We're going to make the driver's job more difficult by saying that the pedal is stiff. Releasing the pedal means it slowly brakes, and pressing the pedal takes time because of its stiffness.
The driver is driving through a town at 50 kph and will soon leave the town. Once back on the main road, the driver plans to accelerate up to 90 kph. How should the driver do it?
The simple solution is to push the pedal hard to accelerate the car, then mostly release the pedal to maintain the correct speed. However, because the pedal is stiff, the car keeps accelerating. The car has now overshot its target speed.
The driver decides to try a different method: releasing the pedal based on how close to the target speed the car is. This is a P controller (it only contains the P component of the PID controller), as it relies on multiplying the error between the current speed and the set speed. As the car gets closer to the target speed, the error reduces, so the driver releases the accelerator a bit more.

**Excerpted records:**
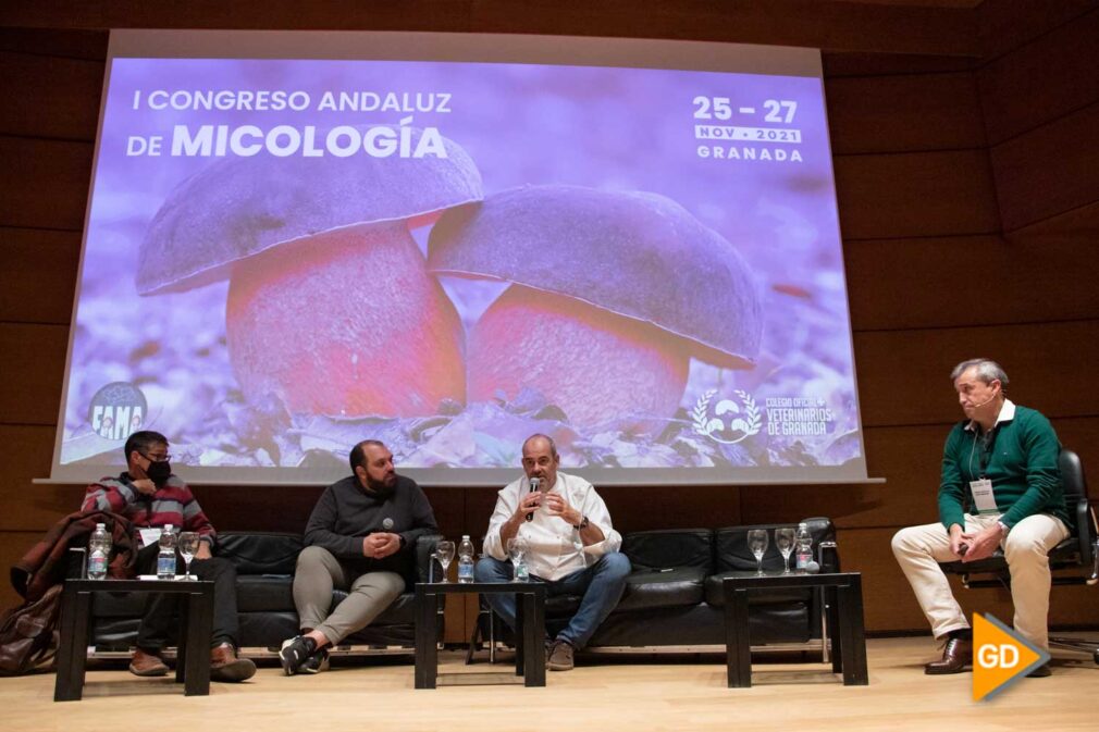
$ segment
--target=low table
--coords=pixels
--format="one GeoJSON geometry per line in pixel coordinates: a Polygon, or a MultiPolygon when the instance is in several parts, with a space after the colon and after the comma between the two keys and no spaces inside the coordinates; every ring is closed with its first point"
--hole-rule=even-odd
==
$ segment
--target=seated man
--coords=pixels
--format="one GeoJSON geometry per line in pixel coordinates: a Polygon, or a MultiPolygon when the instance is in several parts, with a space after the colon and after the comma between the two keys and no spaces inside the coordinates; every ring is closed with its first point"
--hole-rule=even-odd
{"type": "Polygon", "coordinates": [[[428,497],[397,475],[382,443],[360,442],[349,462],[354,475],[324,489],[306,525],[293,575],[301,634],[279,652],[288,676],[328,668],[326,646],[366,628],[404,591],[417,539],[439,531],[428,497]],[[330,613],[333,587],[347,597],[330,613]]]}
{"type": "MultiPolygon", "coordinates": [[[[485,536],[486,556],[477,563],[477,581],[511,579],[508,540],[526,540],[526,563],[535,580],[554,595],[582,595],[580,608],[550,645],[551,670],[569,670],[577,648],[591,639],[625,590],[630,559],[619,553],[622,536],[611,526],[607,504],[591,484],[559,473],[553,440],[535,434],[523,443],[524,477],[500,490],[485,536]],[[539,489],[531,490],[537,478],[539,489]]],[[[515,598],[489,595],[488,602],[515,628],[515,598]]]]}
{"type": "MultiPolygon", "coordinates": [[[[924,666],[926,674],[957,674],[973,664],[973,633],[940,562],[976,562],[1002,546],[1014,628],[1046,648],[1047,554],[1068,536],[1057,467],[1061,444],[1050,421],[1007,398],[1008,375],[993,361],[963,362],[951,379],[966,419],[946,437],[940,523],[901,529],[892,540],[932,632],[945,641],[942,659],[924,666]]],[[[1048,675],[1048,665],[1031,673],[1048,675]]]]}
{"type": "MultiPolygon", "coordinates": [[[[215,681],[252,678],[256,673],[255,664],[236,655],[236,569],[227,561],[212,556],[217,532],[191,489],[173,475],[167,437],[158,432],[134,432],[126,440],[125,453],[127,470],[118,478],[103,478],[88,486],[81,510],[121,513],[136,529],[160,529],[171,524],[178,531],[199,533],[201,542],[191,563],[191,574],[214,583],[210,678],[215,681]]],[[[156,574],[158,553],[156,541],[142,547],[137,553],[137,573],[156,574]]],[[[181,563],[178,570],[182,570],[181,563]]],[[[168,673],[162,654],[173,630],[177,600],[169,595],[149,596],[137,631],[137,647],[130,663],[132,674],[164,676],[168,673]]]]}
* * *
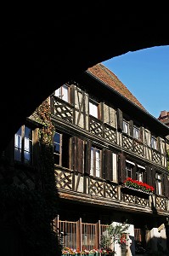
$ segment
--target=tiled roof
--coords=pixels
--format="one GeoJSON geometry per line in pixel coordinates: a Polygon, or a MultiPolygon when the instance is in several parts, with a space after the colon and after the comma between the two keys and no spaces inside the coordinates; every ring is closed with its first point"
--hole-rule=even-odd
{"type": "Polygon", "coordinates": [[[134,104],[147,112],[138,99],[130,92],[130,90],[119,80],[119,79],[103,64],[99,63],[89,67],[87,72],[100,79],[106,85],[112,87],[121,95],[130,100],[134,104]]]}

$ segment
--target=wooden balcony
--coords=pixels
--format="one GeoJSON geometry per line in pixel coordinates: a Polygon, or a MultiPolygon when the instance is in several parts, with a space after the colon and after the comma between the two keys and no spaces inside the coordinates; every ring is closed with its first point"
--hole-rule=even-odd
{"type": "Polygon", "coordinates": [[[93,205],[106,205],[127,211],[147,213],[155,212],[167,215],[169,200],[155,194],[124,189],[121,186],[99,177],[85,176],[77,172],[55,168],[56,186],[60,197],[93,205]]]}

**Complete the following:**
[1] Could you print the stiff-pedal passage starting with "The simple solution" and going on through "its target speed."?
[2] How would the stiff-pedal passage carry on from its last sentence? Continue it.

**Per-task outputs:**
[1]
The simple solution is to push the pedal hard to accelerate the car, then mostly release the pedal to maintain the correct speed. However, because the pedal is stiff, the car keeps accelerating. The car has now overshot its target speed.

[2]
We can see that the car took longer to reach the target speed, but didn't overshoot at all. This is better behaviour for our system, but we could try different Kp values to reach the target speed faster. The best value depends on how the system responds, which is in this is largely defined by how stiff the accelerator pedal is and how fast the car can accelerate.
PID Visualisation Tool
The car example is pretty simple, but already needs a closed loop controller. To better show how the different PID terms work, I've built the interactive tool below. (Cursor saved me a lot of time building it - thanks, Cursor!)
The tool shows how a robot arm joint behaves with different PID control parameters. The measured output is the robot joint velocity, and the system input is a desired velocity. However, because the robot arm joint has to move the arm and possibly a payload, it has to accelerate to the requested velocity. This is similar to the car's accelerator pedal being stiff, and causes a lot of oscillation.
The tool is available below. Feel free to play with the sliders for all of the PID components, but these will be discussed in more detail later in the article. The time slider shows the values of the system at any point in time along the system response, including the current integral value (highlighting the relevant area) and the current derivative value (shown as a purple tangent to the line).
Proportional Term
The first term to look at is the proportional term. This is a multiplication of the error, so it's the simplest to calculate - and to understand! Decreasing Kp will move the system response down and to the right, while increasing it moves it up and to the left. Too large, and the system starts to oscillate.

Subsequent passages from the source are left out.